WORK REQUIRED - From the rows below, copy every line that contains the word "yellow".

** Begin DATA RECORDS **

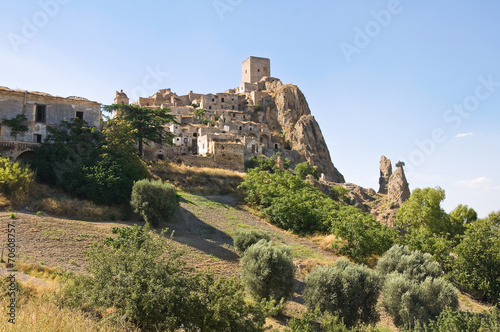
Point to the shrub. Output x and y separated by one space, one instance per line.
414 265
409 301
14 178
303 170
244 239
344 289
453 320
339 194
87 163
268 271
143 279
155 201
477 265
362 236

** End DATA RECORDS **
** Begin DATA RECORDS **

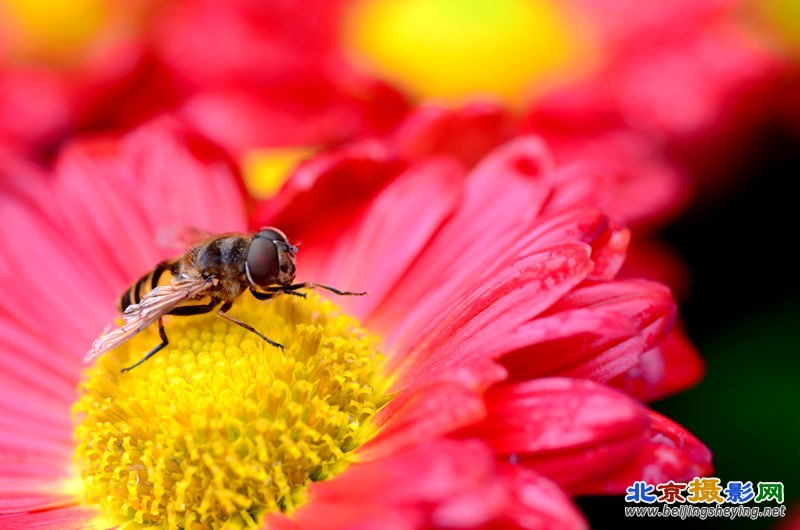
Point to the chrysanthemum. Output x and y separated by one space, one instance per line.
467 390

** End DATA RECORDS **
** Begin DATA RECORDS **

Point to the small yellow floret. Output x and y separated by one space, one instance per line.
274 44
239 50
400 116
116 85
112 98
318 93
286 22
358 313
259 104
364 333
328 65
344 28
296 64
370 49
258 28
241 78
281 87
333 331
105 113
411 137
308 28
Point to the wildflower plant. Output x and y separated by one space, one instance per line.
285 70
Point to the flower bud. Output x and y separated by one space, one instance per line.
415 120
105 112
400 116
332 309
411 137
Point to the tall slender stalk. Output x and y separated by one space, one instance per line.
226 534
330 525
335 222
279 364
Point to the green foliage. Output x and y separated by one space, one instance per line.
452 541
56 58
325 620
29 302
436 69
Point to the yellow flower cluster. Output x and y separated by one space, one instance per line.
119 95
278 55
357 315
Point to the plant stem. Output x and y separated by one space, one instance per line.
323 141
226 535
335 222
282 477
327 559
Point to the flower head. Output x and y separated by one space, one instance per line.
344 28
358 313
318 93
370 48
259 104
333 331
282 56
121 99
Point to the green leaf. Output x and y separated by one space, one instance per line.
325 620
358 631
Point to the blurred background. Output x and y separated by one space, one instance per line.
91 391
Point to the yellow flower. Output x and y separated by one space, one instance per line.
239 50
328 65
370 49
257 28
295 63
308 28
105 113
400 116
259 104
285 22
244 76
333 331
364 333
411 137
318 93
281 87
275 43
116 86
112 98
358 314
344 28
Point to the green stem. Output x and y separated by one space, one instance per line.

** End DATA RECORDS **

RESPONSE TO THE EXERCISE -
Point to the small yellow floret. Output x and y separated by one space, one instance per line.
Point to the yellow flower cluster. Output x and y separated by one space, one instance per line.
Point to the yellow flower. Output x and y separated by one space, one instance per line.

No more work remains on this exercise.